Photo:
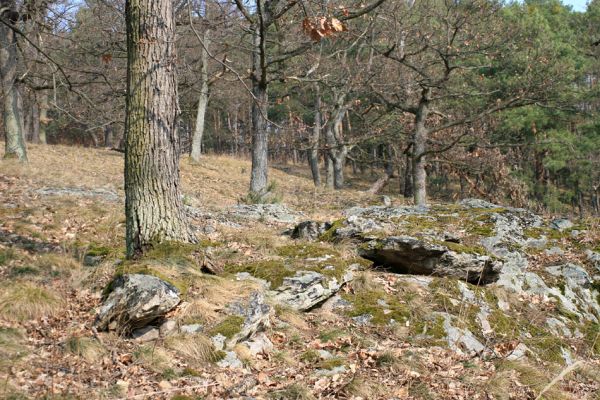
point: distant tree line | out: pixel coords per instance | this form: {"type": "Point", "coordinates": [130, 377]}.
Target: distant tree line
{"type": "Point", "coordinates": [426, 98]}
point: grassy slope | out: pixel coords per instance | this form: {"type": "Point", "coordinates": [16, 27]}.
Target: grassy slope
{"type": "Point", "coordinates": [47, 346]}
......
-- Stated exercise --
Starting at the line containing "point: grassy slope" and ending at the end of the data, write those lines out again, switching every "grassy slope" to "grassy hillside" and keeping everything else the same.

-- Answer --
point: grassy hillside | out: pixel coords per instance | this form: {"type": "Point", "coordinates": [16, 27]}.
Target: grassy hillside
{"type": "Point", "coordinates": [47, 346]}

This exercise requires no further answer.